Some records:
::::
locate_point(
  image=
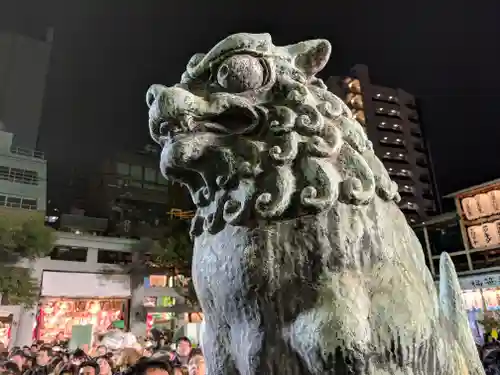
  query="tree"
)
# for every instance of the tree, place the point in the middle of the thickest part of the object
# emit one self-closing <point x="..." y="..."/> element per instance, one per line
<point x="22" y="238"/>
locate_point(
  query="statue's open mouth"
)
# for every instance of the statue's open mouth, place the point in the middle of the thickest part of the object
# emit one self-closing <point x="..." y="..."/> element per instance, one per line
<point x="234" y="120"/>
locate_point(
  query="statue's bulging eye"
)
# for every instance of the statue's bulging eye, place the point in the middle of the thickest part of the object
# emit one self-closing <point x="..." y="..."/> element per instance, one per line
<point x="241" y="73"/>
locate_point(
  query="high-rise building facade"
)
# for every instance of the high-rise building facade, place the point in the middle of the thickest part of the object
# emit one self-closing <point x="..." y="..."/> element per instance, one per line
<point x="391" y="120"/>
<point x="24" y="64"/>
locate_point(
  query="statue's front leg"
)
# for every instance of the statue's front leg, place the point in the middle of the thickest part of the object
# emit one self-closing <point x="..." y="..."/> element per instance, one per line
<point x="215" y="344"/>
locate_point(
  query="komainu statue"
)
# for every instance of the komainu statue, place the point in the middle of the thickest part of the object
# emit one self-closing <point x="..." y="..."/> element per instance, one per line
<point x="303" y="262"/>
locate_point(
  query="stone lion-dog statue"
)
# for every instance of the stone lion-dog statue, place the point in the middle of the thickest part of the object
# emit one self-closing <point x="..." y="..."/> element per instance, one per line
<point x="303" y="262"/>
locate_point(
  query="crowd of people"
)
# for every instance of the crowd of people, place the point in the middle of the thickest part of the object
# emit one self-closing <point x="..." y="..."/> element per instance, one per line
<point x="148" y="358"/>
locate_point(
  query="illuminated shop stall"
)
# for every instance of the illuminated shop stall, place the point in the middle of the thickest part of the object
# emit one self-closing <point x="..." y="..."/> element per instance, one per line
<point x="5" y="330"/>
<point x="481" y="294"/>
<point x="165" y="312"/>
<point x="70" y="299"/>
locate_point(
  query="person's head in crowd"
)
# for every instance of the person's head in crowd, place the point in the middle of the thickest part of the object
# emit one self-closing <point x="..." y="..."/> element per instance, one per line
<point x="19" y="358"/>
<point x="147" y="352"/>
<point x="78" y="357"/>
<point x="105" y="365"/>
<point x="43" y="355"/>
<point x="196" y="364"/>
<point x="60" y="337"/>
<point x="101" y="350"/>
<point x="88" y="368"/>
<point x="55" y="362"/>
<point x="128" y="357"/>
<point x="183" y="347"/>
<point x="12" y="368"/>
<point x="152" y="367"/>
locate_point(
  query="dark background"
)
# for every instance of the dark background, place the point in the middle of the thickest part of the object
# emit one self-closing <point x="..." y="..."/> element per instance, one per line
<point x="106" y="53"/>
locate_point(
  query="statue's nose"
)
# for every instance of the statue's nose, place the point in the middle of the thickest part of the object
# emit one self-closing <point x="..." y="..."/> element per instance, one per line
<point x="153" y="93"/>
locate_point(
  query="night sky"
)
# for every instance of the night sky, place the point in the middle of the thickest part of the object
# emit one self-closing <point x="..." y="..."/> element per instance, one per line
<point x="106" y="53"/>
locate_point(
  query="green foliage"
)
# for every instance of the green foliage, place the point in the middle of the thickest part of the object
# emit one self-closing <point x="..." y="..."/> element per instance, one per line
<point x="22" y="238"/>
<point x="172" y="255"/>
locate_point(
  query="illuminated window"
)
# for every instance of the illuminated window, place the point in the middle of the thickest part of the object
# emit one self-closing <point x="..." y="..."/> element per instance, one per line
<point x="158" y="281"/>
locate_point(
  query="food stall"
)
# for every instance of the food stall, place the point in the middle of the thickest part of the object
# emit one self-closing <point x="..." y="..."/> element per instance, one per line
<point x="61" y="314"/>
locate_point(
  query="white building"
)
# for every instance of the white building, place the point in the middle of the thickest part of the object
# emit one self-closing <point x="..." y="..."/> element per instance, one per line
<point x="84" y="267"/>
<point x="23" y="176"/>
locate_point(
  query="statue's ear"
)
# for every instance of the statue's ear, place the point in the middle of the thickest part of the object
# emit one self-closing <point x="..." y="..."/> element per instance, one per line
<point x="311" y="56"/>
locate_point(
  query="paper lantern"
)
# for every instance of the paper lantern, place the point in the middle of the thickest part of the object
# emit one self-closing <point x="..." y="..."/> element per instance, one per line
<point x="476" y="236"/>
<point x="495" y="200"/>
<point x="485" y="205"/>
<point x="497" y="225"/>
<point x="470" y="208"/>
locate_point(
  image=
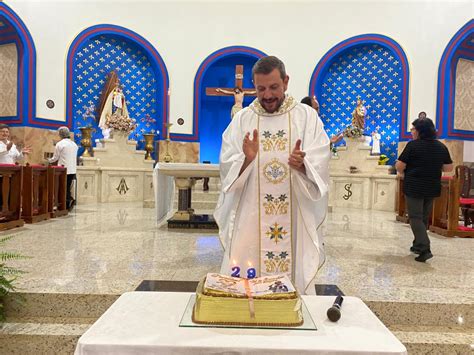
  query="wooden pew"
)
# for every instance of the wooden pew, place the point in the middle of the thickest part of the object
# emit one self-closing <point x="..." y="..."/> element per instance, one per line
<point x="445" y="214"/>
<point x="10" y="214"/>
<point x="35" y="193"/>
<point x="57" y="191"/>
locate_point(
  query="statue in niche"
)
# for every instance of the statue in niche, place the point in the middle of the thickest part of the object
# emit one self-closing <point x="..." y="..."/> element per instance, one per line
<point x="356" y="128"/>
<point x="376" y="142"/>
<point x="112" y="103"/>
<point x="358" y="115"/>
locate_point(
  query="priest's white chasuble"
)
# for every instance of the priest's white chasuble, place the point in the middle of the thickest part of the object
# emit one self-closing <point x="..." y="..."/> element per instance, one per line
<point x="269" y="217"/>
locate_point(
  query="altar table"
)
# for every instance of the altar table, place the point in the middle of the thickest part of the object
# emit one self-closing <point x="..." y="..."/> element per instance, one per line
<point x="148" y="323"/>
<point x="166" y="175"/>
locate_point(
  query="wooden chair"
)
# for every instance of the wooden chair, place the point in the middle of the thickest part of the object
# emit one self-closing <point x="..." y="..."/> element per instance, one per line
<point x="466" y="200"/>
<point x="10" y="214"/>
<point x="445" y="214"/>
<point x="35" y="193"/>
<point x="402" y="209"/>
<point x="57" y="191"/>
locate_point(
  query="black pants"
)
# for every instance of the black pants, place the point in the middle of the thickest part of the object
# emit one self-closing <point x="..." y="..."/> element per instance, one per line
<point x="419" y="210"/>
<point x="69" y="180"/>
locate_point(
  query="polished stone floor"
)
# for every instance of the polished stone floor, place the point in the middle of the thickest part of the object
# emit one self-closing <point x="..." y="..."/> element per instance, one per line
<point x="111" y="248"/>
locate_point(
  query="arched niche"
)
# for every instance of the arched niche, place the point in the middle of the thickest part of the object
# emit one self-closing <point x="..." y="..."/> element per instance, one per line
<point x="458" y="52"/>
<point x="93" y="54"/>
<point x="374" y="68"/>
<point x="14" y="31"/>
<point x="211" y="114"/>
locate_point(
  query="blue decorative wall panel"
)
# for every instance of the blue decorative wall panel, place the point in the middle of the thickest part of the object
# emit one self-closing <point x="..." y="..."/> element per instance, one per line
<point x="98" y="57"/>
<point x="374" y="74"/>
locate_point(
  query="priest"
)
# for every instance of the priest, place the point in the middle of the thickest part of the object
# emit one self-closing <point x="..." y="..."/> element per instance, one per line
<point x="274" y="175"/>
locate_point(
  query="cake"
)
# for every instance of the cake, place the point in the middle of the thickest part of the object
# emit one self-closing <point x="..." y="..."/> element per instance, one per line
<point x="262" y="301"/>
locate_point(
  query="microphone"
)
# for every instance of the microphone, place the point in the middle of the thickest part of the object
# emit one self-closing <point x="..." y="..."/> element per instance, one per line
<point x="334" y="312"/>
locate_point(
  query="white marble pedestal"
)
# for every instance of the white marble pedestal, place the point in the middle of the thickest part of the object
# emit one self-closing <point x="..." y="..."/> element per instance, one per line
<point x="370" y="187"/>
<point x="117" y="173"/>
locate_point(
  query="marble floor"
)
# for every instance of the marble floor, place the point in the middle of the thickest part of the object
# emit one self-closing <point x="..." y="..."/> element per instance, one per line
<point x="111" y="248"/>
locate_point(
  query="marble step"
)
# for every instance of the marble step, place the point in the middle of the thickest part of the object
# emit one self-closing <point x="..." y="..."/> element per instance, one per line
<point x="199" y="205"/>
<point x="202" y="196"/>
<point x="435" y="340"/>
<point x="58" y="305"/>
<point x="52" y="323"/>
<point x="36" y="337"/>
<point x="426" y="314"/>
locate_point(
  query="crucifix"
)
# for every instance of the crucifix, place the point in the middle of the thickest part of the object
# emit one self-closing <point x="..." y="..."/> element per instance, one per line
<point x="239" y="76"/>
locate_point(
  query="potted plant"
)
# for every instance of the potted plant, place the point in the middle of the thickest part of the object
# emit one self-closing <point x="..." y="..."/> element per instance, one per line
<point x="8" y="275"/>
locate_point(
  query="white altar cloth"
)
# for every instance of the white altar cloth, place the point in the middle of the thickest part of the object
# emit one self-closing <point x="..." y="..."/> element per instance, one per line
<point x="148" y="323"/>
<point x="164" y="185"/>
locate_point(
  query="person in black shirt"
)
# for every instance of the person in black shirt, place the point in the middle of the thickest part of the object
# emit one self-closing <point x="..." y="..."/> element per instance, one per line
<point x="421" y="163"/>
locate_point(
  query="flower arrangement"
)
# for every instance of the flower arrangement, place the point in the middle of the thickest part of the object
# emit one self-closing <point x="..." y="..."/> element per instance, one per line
<point x="148" y="121"/>
<point x="353" y="132"/>
<point x="383" y="159"/>
<point x="118" y="122"/>
<point x="88" y="116"/>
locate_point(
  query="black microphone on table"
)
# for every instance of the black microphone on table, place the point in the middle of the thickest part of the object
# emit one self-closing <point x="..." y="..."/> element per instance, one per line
<point x="334" y="312"/>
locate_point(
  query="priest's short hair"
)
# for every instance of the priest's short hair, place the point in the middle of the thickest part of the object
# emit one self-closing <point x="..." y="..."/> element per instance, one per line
<point x="266" y="65"/>
<point x="64" y="132"/>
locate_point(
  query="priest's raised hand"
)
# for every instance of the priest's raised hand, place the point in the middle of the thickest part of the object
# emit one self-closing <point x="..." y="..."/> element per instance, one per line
<point x="296" y="159"/>
<point x="250" y="149"/>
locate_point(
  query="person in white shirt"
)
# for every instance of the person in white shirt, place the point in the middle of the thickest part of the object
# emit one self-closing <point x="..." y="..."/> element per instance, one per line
<point x="65" y="153"/>
<point x="9" y="153"/>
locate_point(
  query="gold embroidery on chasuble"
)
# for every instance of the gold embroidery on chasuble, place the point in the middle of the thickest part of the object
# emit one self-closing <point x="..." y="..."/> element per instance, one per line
<point x="275" y="190"/>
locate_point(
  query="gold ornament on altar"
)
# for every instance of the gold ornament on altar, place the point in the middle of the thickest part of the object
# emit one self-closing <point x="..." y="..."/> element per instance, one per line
<point x="86" y="141"/>
<point x="167" y="158"/>
<point x="148" y="145"/>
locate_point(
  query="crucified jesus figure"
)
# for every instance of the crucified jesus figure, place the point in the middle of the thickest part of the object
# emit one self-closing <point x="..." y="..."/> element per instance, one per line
<point x="238" y="97"/>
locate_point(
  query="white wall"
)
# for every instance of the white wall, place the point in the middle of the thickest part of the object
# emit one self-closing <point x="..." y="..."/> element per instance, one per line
<point x="299" y="32"/>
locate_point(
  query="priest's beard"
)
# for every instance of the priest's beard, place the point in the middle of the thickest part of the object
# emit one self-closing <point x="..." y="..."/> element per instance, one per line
<point x="272" y="105"/>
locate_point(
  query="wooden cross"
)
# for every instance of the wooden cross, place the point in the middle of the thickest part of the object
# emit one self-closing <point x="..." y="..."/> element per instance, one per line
<point x="239" y="76"/>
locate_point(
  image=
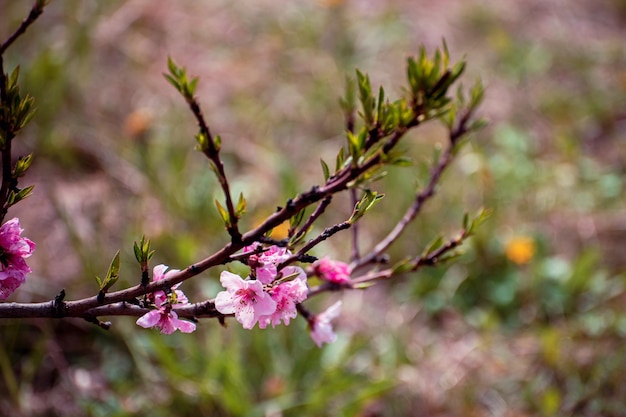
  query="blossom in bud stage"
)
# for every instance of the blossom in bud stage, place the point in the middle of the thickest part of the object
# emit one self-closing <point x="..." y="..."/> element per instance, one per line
<point x="163" y="318"/>
<point x="265" y="262"/>
<point x="13" y="250"/>
<point x="245" y="298"/>
<point x="320" y="327"/>
<point x="286" y="295"/>
<point x="333" y="271"/>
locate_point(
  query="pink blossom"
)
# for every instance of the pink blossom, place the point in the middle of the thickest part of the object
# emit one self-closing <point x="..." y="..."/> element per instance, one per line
<point x="265" y="262"/>
<point x="163" y="318"/>
<point x="333" y="271"/>
<point x="13" y="250"/>
<point x="158" y="273"/>
<point x="320" y="327"/>
<point x="166" y="321"/>
<point x="245" y="298"/>
<point x="286" y="295"/>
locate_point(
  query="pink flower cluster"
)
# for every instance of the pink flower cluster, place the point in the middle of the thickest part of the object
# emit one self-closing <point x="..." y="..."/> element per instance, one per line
<point x="164" y="318"/>
<point x="271" y="298"/>
<point x="13" y="250"/>
<point x="333" y="271"/>
<point x="320" y="327"/>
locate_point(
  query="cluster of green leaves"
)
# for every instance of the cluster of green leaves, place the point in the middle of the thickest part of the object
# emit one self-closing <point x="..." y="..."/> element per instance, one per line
<point x="15" y="113"/>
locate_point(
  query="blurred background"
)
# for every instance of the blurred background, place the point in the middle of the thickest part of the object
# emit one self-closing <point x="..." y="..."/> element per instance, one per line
<point x="529" y="322"/>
::::
- What you will do: Pull out every line of the records above that contains the word "lantern", matching case exactly.

- Response for this exercise:
  query="paper lantern"
# for every instance of the paper lantern, place the point in the middle of the thickest part of the object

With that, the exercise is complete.